• _给定任务_
请从末句之后接着写下去，续完这段讲 Cython 图分析接口的节选。

• _节选_
________

其中g为图类OlapBase的实例化对象

# 函数名称:ProcessVertexActive[ReducedSum, Algorithm](
#           work: (algo: Algorithm, vi: size_t)-> ReducedSum,
#           active: ParallelBitset,
#           algo: Algorithm,
#           zero: ReducedSum = 0,
#           reduce: (a: ReducedSum, b: ReducedSum)-> ReducedSum = reduce_plus[ReducedSum])
#
#   函数用途:对active_vertices中对应为1的节点执行work函数，第三个参数表示累加的基数，默认为0；
#   第四个参数表示对每个work处理后的节点返回值进行迭代reduce函数操作，默认为累加操作。
#   具体实现请参考/include/lgraph/olap_base.h中具体代码
#
# 使用示例:输出Graph中节点1，2，3的所有出度邻居，并统计这三个节点的总出度

import cython
from cython.cimports.olap_base import *
from cython.cimports.libc.stdio import printf


@cython.cclass
class NeighborCore:
    graph: cython.pointer(OlapBase[Empty])
    active_in: ParallelBitset

    @cython.cfunc
    @cython.nogil
    def Work(self, vi: size_t) -> size_t:
        degree = self.graph.OutDegree(vi)
        dst: size_t
        edges = self.graph.OutEdges(vi)
        local_out_degree: size_t
        for i in range(degree):
            dst = edges[i].neighbour
            printf("node %lu has neighbour %lu\n", vi, dst)
            local_out_degree += 1
        return local_out_degree

    def run(self, pointer_g: cython.pointer(OlapBase[Empty])):
        self.graph = pointer_g
        self.active_in = self.graph.AllocVertexSubset()
        self. active_in. Add(1)
        self. active_in. Add(2)
        self. active_in. Add(3)
        total_outdegree = cython.declare(
            size_t,
            self.graph.ProcessVertexActive[size_t, CountCore](self.Work, self.active_in, self))
        printf("total outdegree of node1,2,3 is %lu\n",total_outdegree)

if __name__ == "__main__":
    neighbor_core = NeighborCore()
    neighbor_core.run(cython.address(g))

如上面两个例子所展示，在Python中ProcessVertexActive与ProcessVertexInRange比在C++中额外需要一个算法类指针参数，Work函数一般也作为该算法类的成员函数，满足Work函数访问成员变量的需求（如图graph，点数组parent），在调用批处理函数时将Work函数和算法类的self指针传入批处理函数。

其中Work函数会在多线程中调用，因此加上修饰器@cython.nogil释放Python全局解释锁，在多线程执行的代码中（例如批处理函数中的Work函数，cython.parallel.prange中），不能包含Python对象，最好通过dst: type或者dst = cython.declare(type)的方式声明变量为C/C++类型。

图类OlapOnDB:

并行化创建有向图：

olapondb = OlapOnDB[Empty](db, txn, SNAPSHOT_PARALLEL)

________

位置标注记录
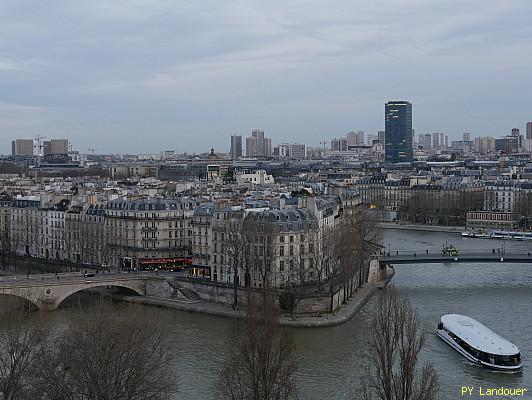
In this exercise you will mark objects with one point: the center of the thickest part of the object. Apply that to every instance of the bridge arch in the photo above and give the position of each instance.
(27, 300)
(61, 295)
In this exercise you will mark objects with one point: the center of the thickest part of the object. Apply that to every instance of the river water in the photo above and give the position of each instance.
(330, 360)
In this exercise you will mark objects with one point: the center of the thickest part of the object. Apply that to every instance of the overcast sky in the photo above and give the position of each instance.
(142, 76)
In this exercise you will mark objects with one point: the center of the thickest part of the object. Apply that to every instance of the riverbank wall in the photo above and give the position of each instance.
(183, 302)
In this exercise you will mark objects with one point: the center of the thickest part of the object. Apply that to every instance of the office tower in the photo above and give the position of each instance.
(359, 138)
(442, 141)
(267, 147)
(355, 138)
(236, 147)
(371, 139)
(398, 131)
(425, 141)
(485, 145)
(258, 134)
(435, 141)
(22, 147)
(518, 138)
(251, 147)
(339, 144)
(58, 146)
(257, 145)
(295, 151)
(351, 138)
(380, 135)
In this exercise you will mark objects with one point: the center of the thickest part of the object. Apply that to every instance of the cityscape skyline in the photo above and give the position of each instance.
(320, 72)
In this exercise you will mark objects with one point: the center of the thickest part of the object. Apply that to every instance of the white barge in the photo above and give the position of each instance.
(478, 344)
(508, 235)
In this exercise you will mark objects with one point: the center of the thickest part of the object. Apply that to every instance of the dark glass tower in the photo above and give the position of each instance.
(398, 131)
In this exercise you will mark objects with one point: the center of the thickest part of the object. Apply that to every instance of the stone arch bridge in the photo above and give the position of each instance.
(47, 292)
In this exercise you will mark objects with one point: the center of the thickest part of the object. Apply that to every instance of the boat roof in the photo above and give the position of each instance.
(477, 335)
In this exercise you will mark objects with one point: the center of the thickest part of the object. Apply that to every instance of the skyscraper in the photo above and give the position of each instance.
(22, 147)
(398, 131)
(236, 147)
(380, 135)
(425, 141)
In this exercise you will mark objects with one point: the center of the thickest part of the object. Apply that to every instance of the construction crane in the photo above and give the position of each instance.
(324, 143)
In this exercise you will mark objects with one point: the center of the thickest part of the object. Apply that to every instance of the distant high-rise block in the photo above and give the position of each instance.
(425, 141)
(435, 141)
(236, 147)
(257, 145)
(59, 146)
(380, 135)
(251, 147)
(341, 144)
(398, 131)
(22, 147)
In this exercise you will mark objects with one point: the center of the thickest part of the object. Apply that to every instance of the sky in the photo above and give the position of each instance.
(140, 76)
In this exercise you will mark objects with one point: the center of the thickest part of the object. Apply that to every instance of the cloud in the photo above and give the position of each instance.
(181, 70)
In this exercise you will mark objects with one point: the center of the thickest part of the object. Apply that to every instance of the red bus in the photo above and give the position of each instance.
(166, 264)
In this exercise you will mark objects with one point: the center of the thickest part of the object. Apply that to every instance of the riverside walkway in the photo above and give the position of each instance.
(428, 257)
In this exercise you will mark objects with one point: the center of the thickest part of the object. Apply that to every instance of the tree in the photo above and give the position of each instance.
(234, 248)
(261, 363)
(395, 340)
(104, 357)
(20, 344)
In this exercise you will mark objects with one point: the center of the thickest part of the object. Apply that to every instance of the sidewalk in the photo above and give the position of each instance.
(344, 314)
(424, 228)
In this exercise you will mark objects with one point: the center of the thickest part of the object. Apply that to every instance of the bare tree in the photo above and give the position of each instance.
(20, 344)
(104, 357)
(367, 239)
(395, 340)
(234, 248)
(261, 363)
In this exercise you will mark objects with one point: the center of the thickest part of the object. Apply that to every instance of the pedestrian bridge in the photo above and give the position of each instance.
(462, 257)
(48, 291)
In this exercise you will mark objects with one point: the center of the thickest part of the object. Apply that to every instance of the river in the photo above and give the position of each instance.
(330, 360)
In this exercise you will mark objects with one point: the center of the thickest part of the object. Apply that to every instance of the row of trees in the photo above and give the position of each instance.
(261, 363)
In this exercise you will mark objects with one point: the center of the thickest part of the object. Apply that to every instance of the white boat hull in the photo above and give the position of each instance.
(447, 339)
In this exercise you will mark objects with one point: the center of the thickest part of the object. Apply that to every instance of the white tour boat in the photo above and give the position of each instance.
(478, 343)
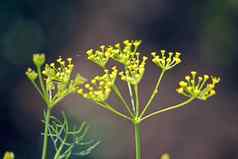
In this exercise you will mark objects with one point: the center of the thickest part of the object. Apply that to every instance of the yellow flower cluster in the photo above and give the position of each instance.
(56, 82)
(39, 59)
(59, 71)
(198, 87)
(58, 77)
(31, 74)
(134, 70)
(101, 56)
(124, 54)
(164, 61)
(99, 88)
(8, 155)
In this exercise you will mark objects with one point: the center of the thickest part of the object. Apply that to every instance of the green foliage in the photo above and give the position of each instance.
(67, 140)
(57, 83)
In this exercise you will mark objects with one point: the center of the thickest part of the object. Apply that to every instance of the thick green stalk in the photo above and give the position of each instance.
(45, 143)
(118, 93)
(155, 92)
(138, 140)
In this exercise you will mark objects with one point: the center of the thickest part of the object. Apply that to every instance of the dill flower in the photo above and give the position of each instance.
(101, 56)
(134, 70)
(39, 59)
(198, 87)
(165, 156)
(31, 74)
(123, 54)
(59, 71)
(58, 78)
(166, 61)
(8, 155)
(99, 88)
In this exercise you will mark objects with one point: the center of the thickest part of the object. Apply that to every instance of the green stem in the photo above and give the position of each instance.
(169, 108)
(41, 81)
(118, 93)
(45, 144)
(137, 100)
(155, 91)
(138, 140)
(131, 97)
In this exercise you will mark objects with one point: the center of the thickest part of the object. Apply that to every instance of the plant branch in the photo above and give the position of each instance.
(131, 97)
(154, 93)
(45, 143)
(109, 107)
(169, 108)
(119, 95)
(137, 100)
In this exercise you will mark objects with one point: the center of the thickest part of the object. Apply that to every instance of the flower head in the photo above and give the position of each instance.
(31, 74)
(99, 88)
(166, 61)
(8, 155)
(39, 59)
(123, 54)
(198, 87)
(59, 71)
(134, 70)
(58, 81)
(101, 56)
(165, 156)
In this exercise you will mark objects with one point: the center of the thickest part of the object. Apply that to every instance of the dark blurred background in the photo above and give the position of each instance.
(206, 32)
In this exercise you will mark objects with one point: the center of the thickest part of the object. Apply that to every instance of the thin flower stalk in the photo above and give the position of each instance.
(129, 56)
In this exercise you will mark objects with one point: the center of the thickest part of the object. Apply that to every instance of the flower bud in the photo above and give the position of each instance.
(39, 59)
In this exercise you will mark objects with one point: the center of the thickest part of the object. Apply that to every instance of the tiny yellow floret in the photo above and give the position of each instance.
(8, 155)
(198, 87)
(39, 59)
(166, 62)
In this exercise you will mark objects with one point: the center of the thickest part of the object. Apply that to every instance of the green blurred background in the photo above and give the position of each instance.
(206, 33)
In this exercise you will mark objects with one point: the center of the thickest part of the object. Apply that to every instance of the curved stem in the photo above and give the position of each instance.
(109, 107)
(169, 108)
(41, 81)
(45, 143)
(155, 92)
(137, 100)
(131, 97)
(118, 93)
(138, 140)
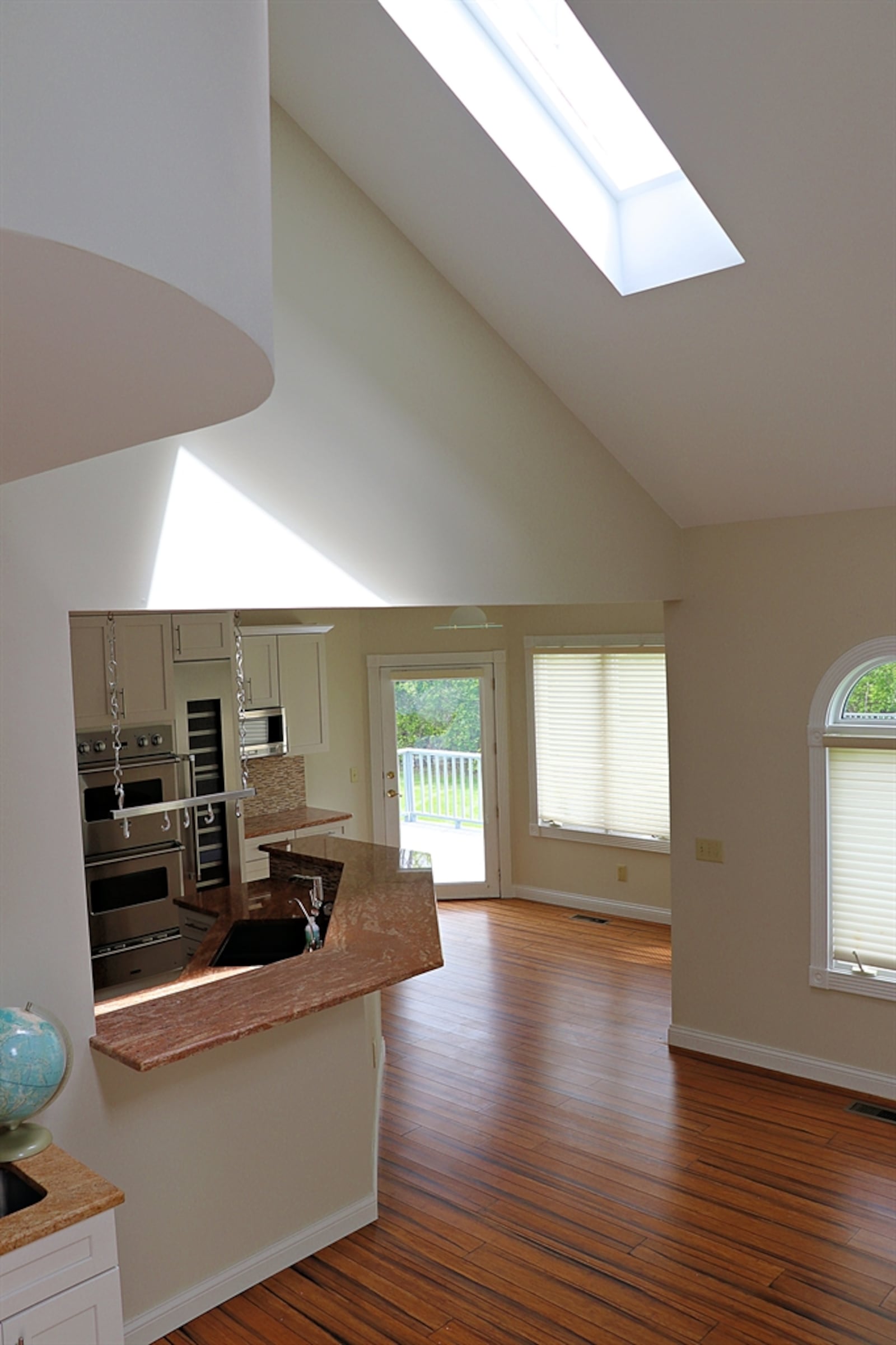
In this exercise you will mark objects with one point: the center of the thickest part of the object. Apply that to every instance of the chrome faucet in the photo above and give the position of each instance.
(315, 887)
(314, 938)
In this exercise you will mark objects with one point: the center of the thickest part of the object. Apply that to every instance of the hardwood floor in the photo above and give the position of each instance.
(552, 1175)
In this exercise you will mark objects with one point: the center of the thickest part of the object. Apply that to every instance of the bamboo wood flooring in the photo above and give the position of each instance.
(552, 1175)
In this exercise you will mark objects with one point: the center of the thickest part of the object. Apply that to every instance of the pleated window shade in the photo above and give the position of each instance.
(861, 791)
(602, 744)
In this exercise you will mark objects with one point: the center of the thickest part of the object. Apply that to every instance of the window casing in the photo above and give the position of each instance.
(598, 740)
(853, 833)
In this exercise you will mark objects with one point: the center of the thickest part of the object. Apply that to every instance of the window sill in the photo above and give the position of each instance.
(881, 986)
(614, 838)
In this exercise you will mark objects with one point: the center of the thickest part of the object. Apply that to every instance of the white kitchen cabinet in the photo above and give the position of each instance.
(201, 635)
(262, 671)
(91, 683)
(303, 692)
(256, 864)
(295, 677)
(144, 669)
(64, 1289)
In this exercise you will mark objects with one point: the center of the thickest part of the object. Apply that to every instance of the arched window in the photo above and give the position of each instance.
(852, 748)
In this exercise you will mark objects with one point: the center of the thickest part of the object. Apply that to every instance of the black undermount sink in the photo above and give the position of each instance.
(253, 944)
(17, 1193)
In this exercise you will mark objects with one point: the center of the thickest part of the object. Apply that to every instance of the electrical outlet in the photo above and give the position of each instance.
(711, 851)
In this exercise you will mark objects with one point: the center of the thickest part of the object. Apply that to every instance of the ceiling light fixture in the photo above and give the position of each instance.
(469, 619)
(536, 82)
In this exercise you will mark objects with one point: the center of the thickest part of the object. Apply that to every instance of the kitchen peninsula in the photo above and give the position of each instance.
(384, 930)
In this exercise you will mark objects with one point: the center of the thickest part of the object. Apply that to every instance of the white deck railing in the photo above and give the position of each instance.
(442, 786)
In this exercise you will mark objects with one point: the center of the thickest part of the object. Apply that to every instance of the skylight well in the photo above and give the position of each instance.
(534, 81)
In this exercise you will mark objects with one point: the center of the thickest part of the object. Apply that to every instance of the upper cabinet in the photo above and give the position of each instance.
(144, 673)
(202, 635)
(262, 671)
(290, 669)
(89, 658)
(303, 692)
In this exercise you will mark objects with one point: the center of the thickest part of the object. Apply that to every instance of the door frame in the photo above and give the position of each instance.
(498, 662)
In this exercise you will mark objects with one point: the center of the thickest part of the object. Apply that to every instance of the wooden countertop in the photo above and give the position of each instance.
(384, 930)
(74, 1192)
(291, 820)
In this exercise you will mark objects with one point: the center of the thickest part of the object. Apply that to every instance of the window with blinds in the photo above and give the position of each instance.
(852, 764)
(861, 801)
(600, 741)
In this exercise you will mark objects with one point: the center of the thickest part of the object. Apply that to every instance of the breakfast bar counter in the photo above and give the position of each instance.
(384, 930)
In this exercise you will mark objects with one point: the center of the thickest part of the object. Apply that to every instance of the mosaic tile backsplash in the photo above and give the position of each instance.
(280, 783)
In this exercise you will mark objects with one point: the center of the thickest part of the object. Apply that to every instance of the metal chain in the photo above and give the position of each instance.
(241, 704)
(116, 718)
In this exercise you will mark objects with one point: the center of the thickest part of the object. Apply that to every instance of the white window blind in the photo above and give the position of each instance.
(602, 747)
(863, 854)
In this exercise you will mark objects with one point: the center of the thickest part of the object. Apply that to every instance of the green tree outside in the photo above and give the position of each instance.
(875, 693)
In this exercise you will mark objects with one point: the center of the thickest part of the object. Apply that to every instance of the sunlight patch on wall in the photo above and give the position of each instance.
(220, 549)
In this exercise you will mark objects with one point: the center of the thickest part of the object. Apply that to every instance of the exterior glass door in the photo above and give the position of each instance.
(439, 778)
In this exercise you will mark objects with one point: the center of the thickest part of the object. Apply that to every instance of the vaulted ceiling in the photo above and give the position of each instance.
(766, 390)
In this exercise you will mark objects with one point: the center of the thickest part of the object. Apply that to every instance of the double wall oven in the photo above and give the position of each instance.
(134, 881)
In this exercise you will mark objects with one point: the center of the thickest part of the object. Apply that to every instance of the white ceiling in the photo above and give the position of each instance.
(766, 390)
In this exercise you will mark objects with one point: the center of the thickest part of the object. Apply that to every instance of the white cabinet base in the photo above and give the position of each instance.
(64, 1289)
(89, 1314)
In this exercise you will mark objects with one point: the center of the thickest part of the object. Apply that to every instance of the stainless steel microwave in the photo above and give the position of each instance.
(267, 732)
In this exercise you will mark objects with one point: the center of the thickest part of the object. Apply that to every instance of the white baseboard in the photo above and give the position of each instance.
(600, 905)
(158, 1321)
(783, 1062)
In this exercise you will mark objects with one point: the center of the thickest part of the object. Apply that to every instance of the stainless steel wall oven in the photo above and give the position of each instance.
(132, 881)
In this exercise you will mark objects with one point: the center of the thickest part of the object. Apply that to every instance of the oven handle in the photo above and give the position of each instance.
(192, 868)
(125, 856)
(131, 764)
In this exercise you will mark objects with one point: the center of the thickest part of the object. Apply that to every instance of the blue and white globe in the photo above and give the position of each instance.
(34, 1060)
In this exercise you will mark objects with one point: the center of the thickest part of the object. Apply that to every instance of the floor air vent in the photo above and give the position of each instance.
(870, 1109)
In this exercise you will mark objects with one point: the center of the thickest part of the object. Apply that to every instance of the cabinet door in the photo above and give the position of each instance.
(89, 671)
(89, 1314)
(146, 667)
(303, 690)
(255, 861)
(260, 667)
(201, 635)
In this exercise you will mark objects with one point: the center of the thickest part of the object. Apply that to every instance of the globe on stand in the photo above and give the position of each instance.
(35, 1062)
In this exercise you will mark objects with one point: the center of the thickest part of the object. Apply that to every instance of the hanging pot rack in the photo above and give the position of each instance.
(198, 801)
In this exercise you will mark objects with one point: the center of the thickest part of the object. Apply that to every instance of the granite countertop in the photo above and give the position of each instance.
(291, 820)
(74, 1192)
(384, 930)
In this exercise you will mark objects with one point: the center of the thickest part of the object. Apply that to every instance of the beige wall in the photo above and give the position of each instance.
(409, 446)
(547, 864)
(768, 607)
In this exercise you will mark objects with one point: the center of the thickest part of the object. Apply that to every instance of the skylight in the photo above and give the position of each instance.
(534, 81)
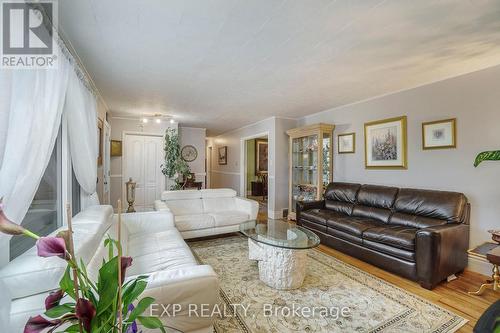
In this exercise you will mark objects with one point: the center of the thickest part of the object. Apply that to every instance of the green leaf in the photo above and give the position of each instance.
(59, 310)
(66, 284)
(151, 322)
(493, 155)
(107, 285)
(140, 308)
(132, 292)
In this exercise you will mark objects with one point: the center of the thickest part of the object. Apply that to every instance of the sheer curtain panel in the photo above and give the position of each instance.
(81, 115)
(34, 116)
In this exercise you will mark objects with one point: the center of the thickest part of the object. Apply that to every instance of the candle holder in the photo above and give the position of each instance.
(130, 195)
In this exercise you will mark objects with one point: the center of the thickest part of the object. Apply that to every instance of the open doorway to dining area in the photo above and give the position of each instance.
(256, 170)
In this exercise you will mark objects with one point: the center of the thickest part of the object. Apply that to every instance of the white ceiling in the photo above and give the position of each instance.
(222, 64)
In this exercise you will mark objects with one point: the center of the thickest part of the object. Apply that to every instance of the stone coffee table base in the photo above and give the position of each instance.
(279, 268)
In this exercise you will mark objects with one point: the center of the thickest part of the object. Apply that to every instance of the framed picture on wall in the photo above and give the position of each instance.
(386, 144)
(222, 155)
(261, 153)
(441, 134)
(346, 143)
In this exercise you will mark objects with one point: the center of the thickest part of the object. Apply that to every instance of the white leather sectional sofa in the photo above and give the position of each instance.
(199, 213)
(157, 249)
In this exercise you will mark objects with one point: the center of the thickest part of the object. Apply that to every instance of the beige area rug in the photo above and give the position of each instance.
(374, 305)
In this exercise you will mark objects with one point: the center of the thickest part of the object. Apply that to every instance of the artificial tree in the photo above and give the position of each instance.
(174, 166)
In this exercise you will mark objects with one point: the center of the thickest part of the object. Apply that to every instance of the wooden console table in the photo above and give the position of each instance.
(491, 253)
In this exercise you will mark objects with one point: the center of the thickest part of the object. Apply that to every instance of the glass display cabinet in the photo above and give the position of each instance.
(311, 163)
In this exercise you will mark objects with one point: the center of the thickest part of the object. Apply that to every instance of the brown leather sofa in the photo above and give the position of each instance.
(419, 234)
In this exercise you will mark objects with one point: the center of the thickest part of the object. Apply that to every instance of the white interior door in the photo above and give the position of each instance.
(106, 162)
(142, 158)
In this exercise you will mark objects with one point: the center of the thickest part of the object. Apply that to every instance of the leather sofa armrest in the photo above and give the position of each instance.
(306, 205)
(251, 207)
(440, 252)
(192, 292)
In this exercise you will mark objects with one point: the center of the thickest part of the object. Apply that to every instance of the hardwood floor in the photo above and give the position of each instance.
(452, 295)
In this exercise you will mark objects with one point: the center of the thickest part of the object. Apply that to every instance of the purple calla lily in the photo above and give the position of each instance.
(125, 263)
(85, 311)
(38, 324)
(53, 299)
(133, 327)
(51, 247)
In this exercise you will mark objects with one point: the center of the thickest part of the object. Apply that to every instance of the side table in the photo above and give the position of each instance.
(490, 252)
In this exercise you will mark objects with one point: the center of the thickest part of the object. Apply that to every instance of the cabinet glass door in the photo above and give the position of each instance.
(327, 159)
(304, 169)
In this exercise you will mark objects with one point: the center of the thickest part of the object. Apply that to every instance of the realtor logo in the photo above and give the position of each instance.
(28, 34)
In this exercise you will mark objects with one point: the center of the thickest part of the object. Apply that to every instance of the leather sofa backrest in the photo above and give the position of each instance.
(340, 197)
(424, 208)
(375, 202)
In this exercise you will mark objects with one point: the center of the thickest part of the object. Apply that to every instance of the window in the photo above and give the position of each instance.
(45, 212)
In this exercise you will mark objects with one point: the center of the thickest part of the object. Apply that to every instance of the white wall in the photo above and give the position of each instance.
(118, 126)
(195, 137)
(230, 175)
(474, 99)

________

• _任务答案_
并行化创建无向图

olapondb = OlapOnDB[Empty](db, txn, SNAPSHOT_PARALLEL | SNAPSHOT_UNDIRECTED)

ID_MAPPING创建有向图

olapondb = OlapOnDB[Empty](db, txn, SNAPSHOT_PARALLEL | SNAPSHOT_IDMAPPING)

图类OlapOnDisk

ConfigBase：

ConfigBase(): 构造函数
std::string input_dir: 图边表数据路径
std::string output_dir: 输出结果路径
Load(config: ConfigBase[EdgeData], edge_direction_policy: EdgeDirectionPolicy)-> void: 读入图数据

5. lgraph_db API

见plugins/cython/lgraph_db.pxd与lgraph_db_python.py文件。

lgraph_db.pxd中接口用法与功能基本与C++接口相同，lgraph_db.pxd中声明的接口都由C++实现，在py文件中必须通过from cython.cimports.olap_base import *的方式导入，由Cython编译py文件后才能运行。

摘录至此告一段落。